_Problem_. Collect and copy out every line of the listing below that contains the word "rocky". The match is case-sensitive.

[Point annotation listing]
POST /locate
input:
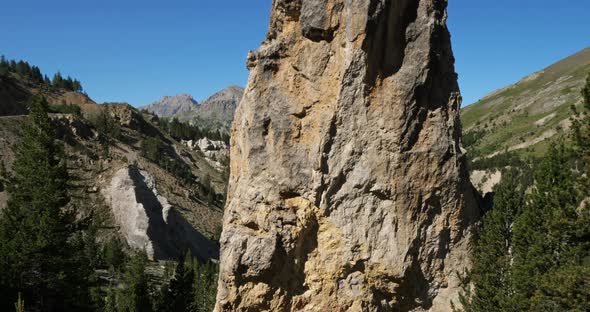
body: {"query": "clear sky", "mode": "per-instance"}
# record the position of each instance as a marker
(138, 51)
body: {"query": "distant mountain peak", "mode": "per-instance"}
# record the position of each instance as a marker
(168, 106)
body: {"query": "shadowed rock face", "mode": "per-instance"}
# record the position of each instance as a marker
(348, 189)
(148, 222)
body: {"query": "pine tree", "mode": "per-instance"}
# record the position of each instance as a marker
(550, 237)
(490, 276)
(38, 250)
(179, 296)
(135, 296)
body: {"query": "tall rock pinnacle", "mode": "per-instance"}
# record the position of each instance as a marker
(348, 188)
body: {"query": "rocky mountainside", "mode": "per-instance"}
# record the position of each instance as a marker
(15, 91)
(169, 106)
(528, 116)
(348, 187)
(217, 111)
(149, 189)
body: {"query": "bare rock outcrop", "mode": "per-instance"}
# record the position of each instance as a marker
(147, 220)
(348, 188)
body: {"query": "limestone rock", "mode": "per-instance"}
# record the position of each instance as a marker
(348, 187)
(148, 222)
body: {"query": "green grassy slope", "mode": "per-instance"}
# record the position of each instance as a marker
(527, 116)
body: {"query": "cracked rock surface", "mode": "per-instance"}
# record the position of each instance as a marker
(348, 187)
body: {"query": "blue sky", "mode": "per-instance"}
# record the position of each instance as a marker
(138, 51)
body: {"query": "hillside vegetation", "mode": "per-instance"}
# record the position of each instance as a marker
(528, 116)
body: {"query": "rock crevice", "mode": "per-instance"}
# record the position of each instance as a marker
(348, 188)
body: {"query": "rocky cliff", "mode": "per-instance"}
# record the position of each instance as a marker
(348, 190)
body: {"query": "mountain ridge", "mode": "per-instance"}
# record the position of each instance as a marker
(525, 117)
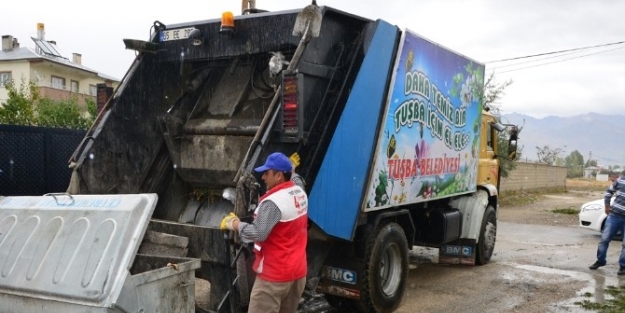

_Response to the exercise_.
body: {"query": "rocky mountainside", "mode": "per-instance"}
body: {"query": "rocky cliff", "mode": "per-instance"}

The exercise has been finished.